# Task item
Where a line of the records holds the string "clicks", copy that line.

# Data for review
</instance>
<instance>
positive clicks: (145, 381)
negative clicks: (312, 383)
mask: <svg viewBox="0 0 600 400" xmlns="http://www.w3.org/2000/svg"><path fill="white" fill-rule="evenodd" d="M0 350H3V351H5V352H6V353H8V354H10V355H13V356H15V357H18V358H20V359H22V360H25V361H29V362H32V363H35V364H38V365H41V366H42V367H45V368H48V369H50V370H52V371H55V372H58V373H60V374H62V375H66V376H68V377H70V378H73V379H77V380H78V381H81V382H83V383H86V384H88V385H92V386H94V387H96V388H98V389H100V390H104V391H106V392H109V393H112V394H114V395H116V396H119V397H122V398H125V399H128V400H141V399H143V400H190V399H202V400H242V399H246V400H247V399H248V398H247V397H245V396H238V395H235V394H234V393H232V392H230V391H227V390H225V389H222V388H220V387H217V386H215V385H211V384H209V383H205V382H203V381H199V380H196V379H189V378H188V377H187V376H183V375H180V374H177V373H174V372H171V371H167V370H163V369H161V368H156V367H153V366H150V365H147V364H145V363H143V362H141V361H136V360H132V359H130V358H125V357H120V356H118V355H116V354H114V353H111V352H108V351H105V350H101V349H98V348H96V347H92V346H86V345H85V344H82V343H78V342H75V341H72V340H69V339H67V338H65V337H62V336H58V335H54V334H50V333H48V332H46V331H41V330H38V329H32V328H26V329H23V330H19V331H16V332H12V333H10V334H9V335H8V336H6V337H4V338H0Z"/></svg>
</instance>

# Solution
positive clicks: (145, 381)
negative clicks: (312, 383)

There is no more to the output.